→ THE TASK: List each line of the data that holds the word "doorway".

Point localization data
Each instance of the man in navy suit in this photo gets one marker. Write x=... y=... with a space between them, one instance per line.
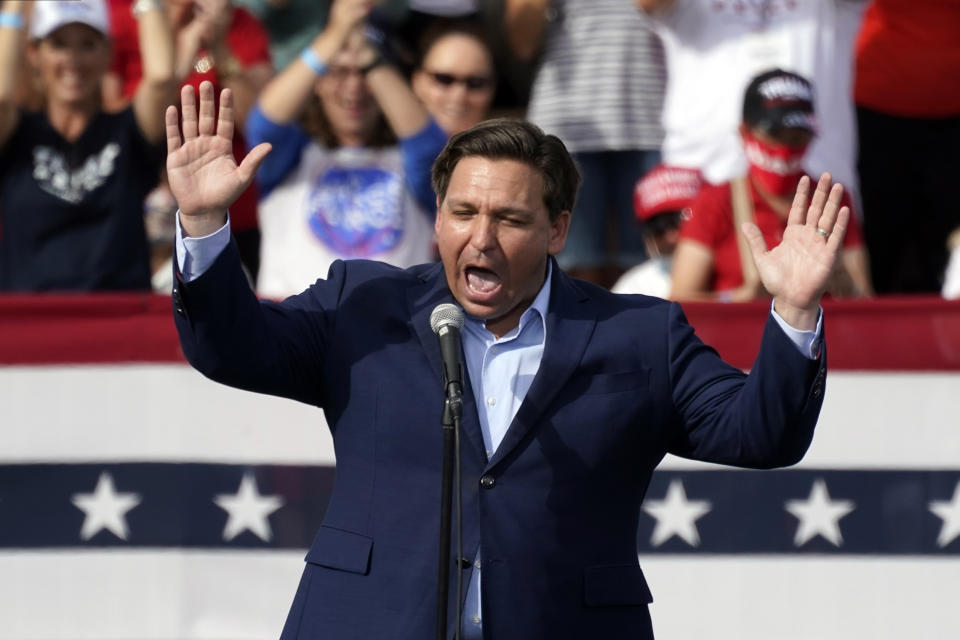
x=573 y=394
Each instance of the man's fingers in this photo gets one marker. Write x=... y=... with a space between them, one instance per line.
x=831 y=209
x=835 y=239
x=189 y=109
x=758 y=246
x=248 y=168
x=818 y=200
x=207 y=109
x=173 y=129
x=225 y=119
x=799 y=206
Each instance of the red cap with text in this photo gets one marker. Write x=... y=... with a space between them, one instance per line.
x=665 y=189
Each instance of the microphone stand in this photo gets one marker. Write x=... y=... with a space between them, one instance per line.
x=452 y=412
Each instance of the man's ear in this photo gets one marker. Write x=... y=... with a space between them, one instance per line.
x=558 y=233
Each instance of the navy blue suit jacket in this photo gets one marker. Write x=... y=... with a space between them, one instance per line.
x=623 y=381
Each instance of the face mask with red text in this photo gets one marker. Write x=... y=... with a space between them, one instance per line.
x=776 y=167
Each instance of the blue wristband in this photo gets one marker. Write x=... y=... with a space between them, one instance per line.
x=12 y=20
x=313 y=61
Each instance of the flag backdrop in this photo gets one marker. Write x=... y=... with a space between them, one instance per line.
x=139 y=500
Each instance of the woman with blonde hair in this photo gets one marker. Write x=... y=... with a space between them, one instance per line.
x=73 y=177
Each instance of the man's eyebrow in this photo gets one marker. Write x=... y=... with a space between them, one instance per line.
x=502 y=211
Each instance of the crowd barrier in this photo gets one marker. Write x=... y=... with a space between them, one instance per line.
x=140 y=500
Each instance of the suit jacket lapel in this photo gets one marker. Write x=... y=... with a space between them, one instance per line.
x=422 y=300
x=570 y=324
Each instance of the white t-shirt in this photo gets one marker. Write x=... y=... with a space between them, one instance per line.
x=340 y=204
x=651 y=278
x=714 y=48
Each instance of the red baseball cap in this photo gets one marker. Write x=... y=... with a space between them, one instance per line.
x=664 y=189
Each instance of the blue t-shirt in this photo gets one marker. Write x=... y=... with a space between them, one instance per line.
x=71 y=213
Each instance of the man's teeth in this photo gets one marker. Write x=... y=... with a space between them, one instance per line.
x=482 y=281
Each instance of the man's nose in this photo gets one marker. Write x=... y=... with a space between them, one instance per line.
x=483 y=233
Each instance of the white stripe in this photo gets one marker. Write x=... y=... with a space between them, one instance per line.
x=881 y=421
x=806 y=598
x=151 y=413
x=147 y=594
x=194 y=595
x=170 y=413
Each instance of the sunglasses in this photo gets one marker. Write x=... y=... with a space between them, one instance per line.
x=472 y=83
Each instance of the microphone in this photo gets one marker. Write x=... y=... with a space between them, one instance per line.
x=446 y=320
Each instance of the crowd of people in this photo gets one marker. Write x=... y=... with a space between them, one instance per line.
x=687 y=119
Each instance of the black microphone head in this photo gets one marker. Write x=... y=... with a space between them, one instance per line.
x=444 y=315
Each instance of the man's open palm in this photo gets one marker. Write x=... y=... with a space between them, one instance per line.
x=203 y=175
x=796 y=271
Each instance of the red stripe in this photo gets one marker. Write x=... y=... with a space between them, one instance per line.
x=903 y=333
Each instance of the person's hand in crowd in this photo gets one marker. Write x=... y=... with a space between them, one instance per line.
x=202 y=173
x=796 y=271
x=213 y=18
x=346 y=16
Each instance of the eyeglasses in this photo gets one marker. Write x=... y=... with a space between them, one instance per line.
x=472 y=83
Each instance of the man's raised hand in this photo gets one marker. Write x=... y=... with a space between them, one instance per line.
x=203 y=175
x=796 y=271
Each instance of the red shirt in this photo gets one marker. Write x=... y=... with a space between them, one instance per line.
x=908 y=58
x=249 y=44
x=711 y=224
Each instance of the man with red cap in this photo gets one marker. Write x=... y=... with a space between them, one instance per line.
x=660 y=200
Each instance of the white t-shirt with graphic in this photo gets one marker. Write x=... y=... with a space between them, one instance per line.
x=714 y=48
x=339 y=204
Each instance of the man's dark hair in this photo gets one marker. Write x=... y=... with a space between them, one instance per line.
x=507 y=139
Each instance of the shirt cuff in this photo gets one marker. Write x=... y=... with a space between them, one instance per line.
x=195 y=255
x=807 y=342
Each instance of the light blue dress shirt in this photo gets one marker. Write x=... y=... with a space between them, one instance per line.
x=501 y=370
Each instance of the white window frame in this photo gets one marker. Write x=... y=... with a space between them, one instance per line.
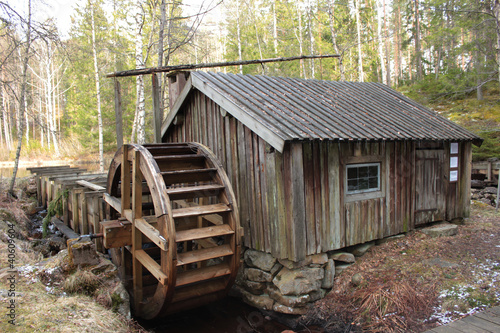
x=359 y=165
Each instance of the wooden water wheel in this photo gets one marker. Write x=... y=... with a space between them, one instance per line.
x=174 y=226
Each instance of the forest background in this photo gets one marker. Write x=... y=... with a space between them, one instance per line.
x=55 y=98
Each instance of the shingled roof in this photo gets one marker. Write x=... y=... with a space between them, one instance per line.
x=282 y=109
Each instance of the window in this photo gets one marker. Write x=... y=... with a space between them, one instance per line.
x=363 y=178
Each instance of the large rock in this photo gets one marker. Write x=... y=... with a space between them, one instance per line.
x=441 y=230
x=82 y=252
x=291 y=301
x=319 y=259
x=256 y=288
x=289 y=310
x=258 y=275
x=340 y=268
x=263 y=302
x=299 y=281
x=346 y=257
x=361 y=249
x=261 y=260
x=327 y=282
x=295 y=264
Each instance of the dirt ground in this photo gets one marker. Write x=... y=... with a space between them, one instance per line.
x=415 y=283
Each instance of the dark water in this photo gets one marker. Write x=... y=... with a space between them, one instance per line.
x=229 y=315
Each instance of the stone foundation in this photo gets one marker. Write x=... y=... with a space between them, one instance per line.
x=286 y=286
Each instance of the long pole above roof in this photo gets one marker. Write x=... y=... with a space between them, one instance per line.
x=163 y=69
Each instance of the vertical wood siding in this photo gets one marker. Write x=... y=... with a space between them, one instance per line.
x=294 y=204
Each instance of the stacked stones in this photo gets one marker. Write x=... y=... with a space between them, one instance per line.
x=286 y=286
x=486 y=195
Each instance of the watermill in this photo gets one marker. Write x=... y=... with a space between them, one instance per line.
x=173 y=226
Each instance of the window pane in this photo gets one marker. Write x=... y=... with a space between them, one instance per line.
x=363 y=184
x=363 y=172
x=352 y=173
x=373 y=171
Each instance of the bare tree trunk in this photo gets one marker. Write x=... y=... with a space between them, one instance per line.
x=24 y=76
x=496 y=13
x=238 y=33
x=331 y=16
x=418 y=51
x=98 y=90
x=311 y=38
x=358 y=30
x=275 y=31
x=381 y=42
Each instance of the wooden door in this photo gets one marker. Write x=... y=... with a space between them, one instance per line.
x=430 y=196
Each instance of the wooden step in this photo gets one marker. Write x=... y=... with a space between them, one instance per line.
x=200 y=210
x=171 y=150
x=180 y=162
x=206 y=232
x=202 y=274
x=188 y=176
x=151 y=265
x=190 y=192
x=190 y=257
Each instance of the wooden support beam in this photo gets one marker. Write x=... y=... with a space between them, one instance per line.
x=136 y=233
x=164 y=69
x=118 y=115
x=90 y=185
x=157 y=110
x=150 y=232
x=151 y=265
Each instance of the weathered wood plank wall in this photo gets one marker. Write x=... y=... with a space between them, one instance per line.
x=294 y=204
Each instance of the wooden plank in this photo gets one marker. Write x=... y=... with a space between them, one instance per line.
x=205 y=232
x=151 y=265
x=118 y=115
x=125 y=180
x=336 y=229
x=113 y=202
x=309 y=197
x=117 y=233
x=200 y=210
x=146 y=261
x=194 y=191
x=242 y=184
x=152 y=233
x=190 y=257
x=201 y=274
x=298 y=203
x=90 y=185
x=188 y=176
x=270 y=137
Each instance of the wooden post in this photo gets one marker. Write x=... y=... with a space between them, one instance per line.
x=118 y=115
x=157 y=110
x=136 y=233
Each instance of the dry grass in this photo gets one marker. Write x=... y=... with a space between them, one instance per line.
x=404 y=291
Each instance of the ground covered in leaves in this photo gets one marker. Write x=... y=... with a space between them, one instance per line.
x=415 y=283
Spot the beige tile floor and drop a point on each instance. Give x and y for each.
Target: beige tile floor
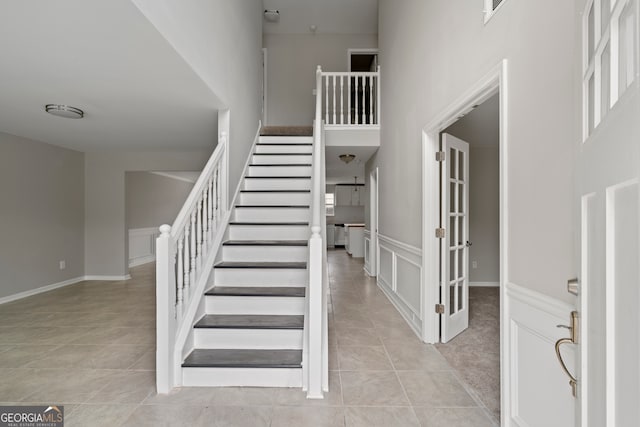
(90, 347)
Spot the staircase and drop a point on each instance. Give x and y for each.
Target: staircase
(250, 328)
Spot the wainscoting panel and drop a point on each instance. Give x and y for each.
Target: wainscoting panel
(539, 391)
(386, 272)
(142, 245)
(367, 247)
(400, 278)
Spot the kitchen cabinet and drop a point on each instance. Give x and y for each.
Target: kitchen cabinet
(354, 240)
(331, 236)
(339, 236)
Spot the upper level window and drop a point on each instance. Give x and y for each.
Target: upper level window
(490, 8)
(608, 40)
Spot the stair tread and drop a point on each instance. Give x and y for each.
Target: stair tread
(260, 264)
(257, 291)
(282, 164)
(265, 243)
(284, 143)
(275, 191)
(273, 206)
(277, 177)
(267, 223)
(250, 321)
(224, 358)
(281, 154)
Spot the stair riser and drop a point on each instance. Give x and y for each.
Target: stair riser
(241, 377)
(282, 232)
(280, 170)
(286, 140)
(284, 149)
(254, 305)
(240, 339)
(280, 159)
(272, 214)
(265, 253)
(260, 277)
(275, 199)
(277, 184)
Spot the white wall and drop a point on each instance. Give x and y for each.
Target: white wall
(222, 41)
(105, 213)
(153, 200)
(291, 71)
(431, 52)
(41, 214)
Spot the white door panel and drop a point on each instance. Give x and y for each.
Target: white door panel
(454, 253)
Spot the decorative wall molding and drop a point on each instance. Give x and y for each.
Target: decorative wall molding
(400, 245)
(484, 284)
(187, 176)
(533, 377)
(400, 278)
(142, 245)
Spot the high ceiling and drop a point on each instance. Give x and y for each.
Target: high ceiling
(106, 58)
(329, 16)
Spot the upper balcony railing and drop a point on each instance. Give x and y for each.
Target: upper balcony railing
(350, 98)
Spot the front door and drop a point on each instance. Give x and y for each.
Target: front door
(454, 246)
(607, 198)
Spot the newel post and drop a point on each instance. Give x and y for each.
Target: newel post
(224, 175)
(165, 310)
(314, 390)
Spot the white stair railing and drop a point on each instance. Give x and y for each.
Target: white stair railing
(350, 98)
(316, 336)
(180, 253)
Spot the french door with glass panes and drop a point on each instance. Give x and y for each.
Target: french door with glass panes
(454, 246)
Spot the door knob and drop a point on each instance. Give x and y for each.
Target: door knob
(572, 339)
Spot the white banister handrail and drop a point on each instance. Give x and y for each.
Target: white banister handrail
(181, 251)
(189, 205)
(314, 310)
(355, 103)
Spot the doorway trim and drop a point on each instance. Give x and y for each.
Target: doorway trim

→ ANSWER SECTION:
Spot the doorway trim and drop a point on each instance. Give x and y for each.
Target: doorway trim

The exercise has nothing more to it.